━━━ Exercise inputs
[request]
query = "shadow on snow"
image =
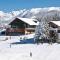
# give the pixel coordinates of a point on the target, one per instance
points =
(27, 41)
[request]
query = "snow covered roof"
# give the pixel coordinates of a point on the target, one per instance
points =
(56, 22)
(28, 21)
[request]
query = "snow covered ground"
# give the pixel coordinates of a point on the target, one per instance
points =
(22, 51)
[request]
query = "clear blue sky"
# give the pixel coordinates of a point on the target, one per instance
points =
(9, 5)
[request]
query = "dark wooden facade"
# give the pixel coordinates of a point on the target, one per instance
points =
(18, 27)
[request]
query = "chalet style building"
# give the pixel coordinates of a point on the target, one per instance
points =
(21, 26)
(55, 30)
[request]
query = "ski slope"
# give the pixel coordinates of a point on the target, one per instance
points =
(22, 51)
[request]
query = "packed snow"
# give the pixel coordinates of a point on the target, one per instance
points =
(43, 51)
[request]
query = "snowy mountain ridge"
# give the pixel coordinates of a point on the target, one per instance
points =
(31, 13)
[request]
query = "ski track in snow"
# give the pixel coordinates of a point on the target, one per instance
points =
(22, 51)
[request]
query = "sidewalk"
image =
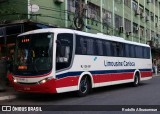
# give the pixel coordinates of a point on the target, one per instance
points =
(8, 94)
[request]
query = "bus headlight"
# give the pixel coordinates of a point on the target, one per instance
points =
(14, 80)
(44, 80)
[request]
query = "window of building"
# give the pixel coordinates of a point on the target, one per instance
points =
(107, 17)
(93, 11)
(156, 19)
(152, 35)
(71, 5)
(141, 9)
(147, 12)
(135, 28)
(118, 21)
(127, 25)
(141, 31)
(127, 3)
(148, 33)
(156, 3)
(134, 5)
(152, 16)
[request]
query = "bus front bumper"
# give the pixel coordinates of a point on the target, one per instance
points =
(47, 87)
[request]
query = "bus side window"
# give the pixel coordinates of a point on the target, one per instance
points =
(64, 51)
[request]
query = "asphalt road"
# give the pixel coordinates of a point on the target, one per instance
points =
(148, 93)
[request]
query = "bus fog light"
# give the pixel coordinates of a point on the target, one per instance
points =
(44, 80)
(14, 80)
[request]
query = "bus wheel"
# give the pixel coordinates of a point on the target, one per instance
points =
(136, 80)
(84, 87)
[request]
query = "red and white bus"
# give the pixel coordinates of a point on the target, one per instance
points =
(57, 60)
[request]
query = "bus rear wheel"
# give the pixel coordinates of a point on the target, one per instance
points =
(136, 80)
(84, 87)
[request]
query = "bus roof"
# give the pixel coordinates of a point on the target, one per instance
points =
(98, 35)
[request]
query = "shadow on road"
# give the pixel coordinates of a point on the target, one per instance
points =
(72, 95)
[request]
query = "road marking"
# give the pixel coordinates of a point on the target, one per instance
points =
(9, 97)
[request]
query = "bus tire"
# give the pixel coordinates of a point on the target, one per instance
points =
(84, 87)
(136, 80)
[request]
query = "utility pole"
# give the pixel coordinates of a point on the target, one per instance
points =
(79, 14)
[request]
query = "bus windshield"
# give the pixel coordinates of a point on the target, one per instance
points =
(33, 54)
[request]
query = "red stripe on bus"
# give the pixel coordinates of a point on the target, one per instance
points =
(146, 74)
(68, 81)
(112, 77)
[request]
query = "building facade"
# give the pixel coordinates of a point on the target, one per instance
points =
(134, 20)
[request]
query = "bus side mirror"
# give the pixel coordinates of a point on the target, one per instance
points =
(60, 49)
(62, 52)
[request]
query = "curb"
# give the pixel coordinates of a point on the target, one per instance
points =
(9, 97)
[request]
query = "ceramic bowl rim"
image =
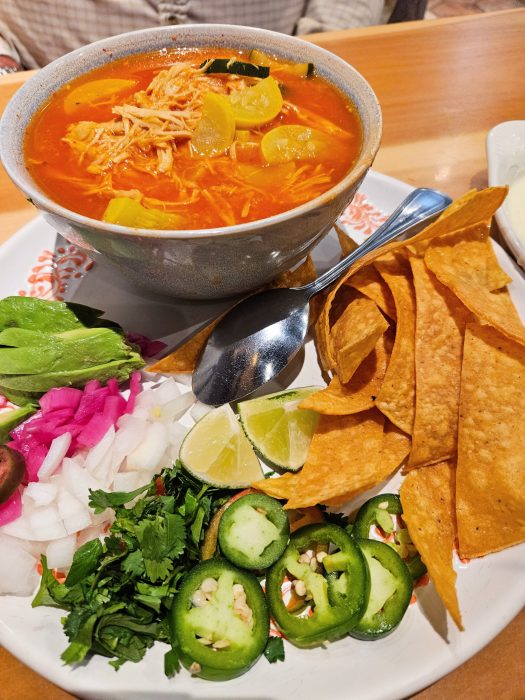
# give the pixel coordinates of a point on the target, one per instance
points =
(47, 204)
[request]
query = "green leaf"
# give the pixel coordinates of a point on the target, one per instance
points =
(274, 650)
(100, 500)
(81, 643)
(134, 563)
(85, 562)
(171, 663)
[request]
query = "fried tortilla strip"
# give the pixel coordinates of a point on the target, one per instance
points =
(361, 391)
(396, 398)
(355, 335)
(440, 328)
(491, 453)
(473, 208)
(344, 452)
(427, 498)
(493, 308)
(469, 254)
(325, 350)
(394, 450)
(369, 282)
(185, 357)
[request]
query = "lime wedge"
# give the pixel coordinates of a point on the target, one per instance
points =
(217, 452)
(279, 430)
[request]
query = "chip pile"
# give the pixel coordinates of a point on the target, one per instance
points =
(426, 354)
(437, 385)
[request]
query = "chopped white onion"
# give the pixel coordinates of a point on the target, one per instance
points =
(199, 410)
(46, 524)
(56, 453)
(18, 575)
(75, 516)
(159, 396)
(78, 481)
(126, 481)
(147, 456)
(60, 553)
(97, 453)
(40, 492)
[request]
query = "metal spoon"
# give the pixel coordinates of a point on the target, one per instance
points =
(259, 336)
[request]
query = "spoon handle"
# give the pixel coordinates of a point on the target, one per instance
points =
(420, 207)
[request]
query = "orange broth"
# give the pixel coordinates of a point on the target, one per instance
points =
(221, 193)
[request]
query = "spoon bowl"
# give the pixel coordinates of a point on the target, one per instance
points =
(260, 335)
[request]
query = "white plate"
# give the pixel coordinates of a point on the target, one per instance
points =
(424, 648)
(506, 161)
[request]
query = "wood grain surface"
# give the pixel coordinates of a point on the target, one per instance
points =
(442, 85)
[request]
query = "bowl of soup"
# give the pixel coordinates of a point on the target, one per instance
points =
(200, 160)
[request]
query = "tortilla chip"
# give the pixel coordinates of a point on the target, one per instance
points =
(427, 498)
(184, 359)
(469, 254)
(323, 343)
(440, 327)
(394, 450)
(361, 391)
(343, 453)
(491, 455)
(472, 208)
(304, 274)
(369, 282)
(493, 308)
(355, 335)
(396, 398)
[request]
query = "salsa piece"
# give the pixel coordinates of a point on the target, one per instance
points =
(219, 621)
(390, 591)
(329, 573)
(254, 531)
(385, 512)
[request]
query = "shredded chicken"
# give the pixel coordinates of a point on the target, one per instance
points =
(148, 129)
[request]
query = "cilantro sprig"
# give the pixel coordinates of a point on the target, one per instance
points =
(118, 592)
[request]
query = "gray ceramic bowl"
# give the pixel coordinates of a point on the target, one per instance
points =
(210, 263)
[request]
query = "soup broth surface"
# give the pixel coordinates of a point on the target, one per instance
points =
(130, 130)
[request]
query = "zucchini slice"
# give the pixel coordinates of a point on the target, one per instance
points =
(230, 65)
(303, 70)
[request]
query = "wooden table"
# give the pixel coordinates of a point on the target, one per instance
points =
(442, 85)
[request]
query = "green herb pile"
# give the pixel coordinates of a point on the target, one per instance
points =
(119, 592)
(46, 344)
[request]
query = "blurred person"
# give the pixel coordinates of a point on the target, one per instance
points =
(35, 32)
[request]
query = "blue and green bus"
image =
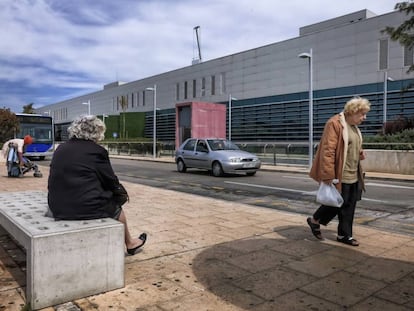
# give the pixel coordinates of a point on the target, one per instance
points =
(40, 127)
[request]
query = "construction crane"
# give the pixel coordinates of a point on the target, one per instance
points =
(197, 36)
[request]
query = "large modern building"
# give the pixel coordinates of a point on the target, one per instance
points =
(346, 56)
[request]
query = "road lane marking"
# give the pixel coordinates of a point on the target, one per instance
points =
(388, 185)
(265, 187)
(311, 193)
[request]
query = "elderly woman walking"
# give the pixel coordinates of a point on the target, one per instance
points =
(82, 183)
(338, 157)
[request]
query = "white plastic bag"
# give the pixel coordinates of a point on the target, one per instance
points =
(329, 195)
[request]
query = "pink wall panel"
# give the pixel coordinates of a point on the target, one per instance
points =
━━━━━━
= Exercise instructions =
If a picture appears in the data, omit it; transcribe all the rest exactly.

= Task solution =
[request]
query = "shadow on snow"
image =
# give the pixel coordinates of a point on the target, one per instance
points =
(27, 41)
[request]
query = "snow covered roof"
# give the pixel coordinates of a point on the target, one per instance
points =
(56, 22)
(28, 21)
[request]
query = "snow covered ground"
# give the pixel coordinates of a point on the target, one per instance
points =
(22, 51)
[request]
query = "clear blue sky"
# give the pixel coordinates of a point on the target, one per instance
points =
(9, 5)
[request]
query = "dark wooden facade"
# give the pixel coordinates of a point on the target, one per instance
points =
(18, 27)
[request]
query = "chalet style building"
# give the pixel coordinates of a point on the target, one per instance
points =
(21, 26)
(55, 30)
[request]
query = "ski slope"
# give the pixel coordinates of a point on the target, one per instance
points =
(22, 51)
[request]
query = "packed snow"
# give the pixel coordinates of a point on the target, one per instance
points =
(43, 51)
[request]
query = "snowy mountain ridge"
# give the pixel coordinates of a point on the target, one per instance
points =
(31, 13)
[request]
query = "ski track in snow"
# give the pixel coordinates of a point on the target, one per instance
points =
(22, 51)
[request]
query = "sidewalk"
image =
# give the pixel coordinates of a point on the target, one per instance
points =
(8, 94)
[request]
query = "bus headlight"
# give the pixel coordinates of a point on the target, one per instance
points =
(14, 80)
(44, 80)
[request]
query = "window of building"
# give the pixel coordinates of a point on the target, one per instance
points =
(107, 17)
(93, 11)
(156, 19)
(152, 35)
(71, 5)
(141, 9)
(147, 12)
(135, 28)
(118, 21)
(127, 25)
(141, 31)
(127, 3)
(148, 33)
(156, 3)
(134, 5)
(152, 16)
[request]
query = "bus front bumper"
# give the pixel coordinates of a point on the target, one per instance
points =
(47, 87)
[request]
query = "bus side window"
# give the pixel coordinates of a point on the target, one per instance
points =
(64, 51)
[request]
query = "asphalt road"
# give the pixel coordinates of a point on the target, one per instance
points =
(148, 93)
[request]
query = "bus fog light"
# give the pixel coordinates of a point on the target, one per instance
points =
(44, 80)
(14, 80)
[request]
query = "bus wheel"
# give the pixel coordinates of a point on the target, one per instance
points =
(136, 80)
(84, 87)
[request]
query = "red and white bus"
# give the pixel coordinates of a point on the target, one per instance
points =
(57, 60)
[request]
query = "bus rear wheel"
# give the pixel coordinates of a point on the target, one per instance
points =
(136, 80)
(84, 87)
[request]
query = "bus roof"
# give the pixel coordinates of a point on the target, one per instance
points =
(98, 35)
[request]
query = "shadow on road"
# give the pixel coordinates of a point on the target, one per instance
points =
(72, 95)
[request]
query = "road marking"
# give the pixel coordinates of a point on the target, one per instance
points =
(9, 97)
[request]
query = "bus tire"
# give the pixel coordinates of a point on the target, one per instance
points =
(84, 87)
(136, 80)
[request]
query = "utility pole"
# give the pixel coordinates of a point on the target, one per instance
points =
(79, 14)
[request]
query = "bus windshield"
# give the pixel coordinates of a point on the target, one per instance
points =
(33, 54)
[request]
query = "red stripe on bus"
# give the pixel coordinates of a point on the target, one per instance
points =
(146, 74)
(68, 81)
(112, 77)
[request]
query = "building facade"
# give the pixel coordinates of a point on the target, one per instance
points =
(134, 20)
[request]
query = "bus side mirror"
# give the pixel coordinates of a point on the target, one per instance
points =
(60, 49)
(62, 52)
[request]
query = "curb"
# give the pixel coordinates of a point on the target, one per instance
points =
(9, 97)
[request]
query = "ceramic bowl rim"
image =
# give the pixel coordinates of a point on the target, one per instance
points =
(47, 204)
[request]
query = "green leaf"
# give the pixel coordinates of a point on the target, one per instance
points =
(274, 650)
(100, 500)
(81, 643)
(134, 563)
(85, 562)
(171, 663)
[request]
query = "fried tortilla strip"
# give the pixel coordinates of a point on the target, one per instance
points =
(361, 391)
(396, 398)
(355, 335)
(440, 328)
(491, 453)
(473, 208)
(344, 452)
(427, 498)
(493, 308)
(469, 254)
(325, 350)
(394, 450)
(369, 282)
(185, 357)
[request]
query = "lime wedge"
# give the pixel coordinates of a point on the target, one per instance
points =
(217, 452)
(279, 430)
[request]
query = "chip pile"
# give the pixel coordinates of a point on the target, one per instance
points =
(426, 354)
(437, 385)
[request]
query = "chopped white onion"
# give the pixel coordinates of a point on the target, one per instance
points =
(199, 410)
(46, 524)
(56, 453)
(18, 575)
(75, 516)
(159, 396)
(78, 481)
(126, 481)
(147, 456)
(60, 553)
(97, 453)
(40, 492)
[request]
query = "metal spoon"
# give the pixel coordinates of a point on the target, one per instance
points =
(259, 336)
[request]
query = "spoon handle"
# give the pixel coordinates of a point on the target, one per instance
points =
(420, 207)
[request]
query = "orange broth"
# give the pixel coordinates of a point on the target, one per instance
points =
(221, 193)
[request]
query = "spoon bowl"
# give the pixel coordinates of a point on the target, one per instance
points =
(260, 335)
[request]
query = "white plate"
# give the pixel coordinates of a point on the target, one per instance
points =
(424, 648)
(506, 161)
[request]
query = "wood grain surface"
# give the pixel coordinates of a point on the target, one per instance
points =
(442, 85)
[request]
query = "bowl of soup"
# give the pixel coordinates of a point on the target, one per instance
points =
(200, 160)
[request]
query = "tortilla chip"
# give the pixel coordinates of a point on the target, one per instance
points =
(427, 498)
(184, 359)
(469, 254)
(323, 343)
(440, 327)
(394, 450)
(361, 391)
(343, 453)
(491, 455)
(472, 208)
(304, 274)
(369, 282)
(493, 308)
(355, 335)
(396, 398)
[request]
query = "salsa piece"
# give the pixel coordinates of a point on the target, one per instance
points =
(219, 621)
(390, 591)
(329, 573)
(254, 531)
(385, 512)
[request]
query = "shredded chicken"
# give the pixel coordinates of a point on the target, one per instance
points =
(148, 129)
[request]
query = "cilantro sprig"
# give the pixel coordinates of a point on the target, one per instance
points =
(118, 592)
[request]
query = "gray ceramic bowl"
# give the pixel coordinates of a point on the target, one per instance
points =
(210, 263)
[request]
query = "soup broth surface"
# give the pixel coordinates of a point on the target, one per instance
points =
(130, 130)
[request]
query = "zucchini slice"
# give the pixel coordinates of a point on the target, one per instance
points =
(230, 65)
(303, 70)
[request]
query = "wooden table"
# give the pixel coordinates of a point on the target, one per instance
points =
(442, 85)
[request]
query = "green herb pile"
# give the pixel coordinates of a point on the target, one per instance
points =
(119, 592)
(46, 344)
[request]
query = "blurred person"
# give the pixel coordinates of a point on the target, one per instance
points =
(35, 32)
[request]
query = "blue and green bus"
image =
# give the pixel coordinates of a point on the target, one per instance
points =
(40, 127)
[request]
query = "construction crane"
# give the pixel coordinates of a point on the target, one per instance
points =
(197, 36)
[request]
query = "large modern building"
# give the pixel coordinates of a point on the target, one per instance
points =
(346, 56)
[request]
query = "road lane marking"
# give the pixel coordinates of a point on the target, one per instance
points =
(388, 185)
(265, 187)
(311, 193)
[request]
query = "elderly woman walking"
# give the pixel coordinates of a point on the target, one per instance
points =
(82, 183)
(338, 157)
[request]
query = "white plastic bag"
# give the pixel coordinates of a point on the target, one per instance
points =
(329, 195)
[request]
query = "pink wall panel"
# give the pixel coordinates of a point on the target, one per instance
points =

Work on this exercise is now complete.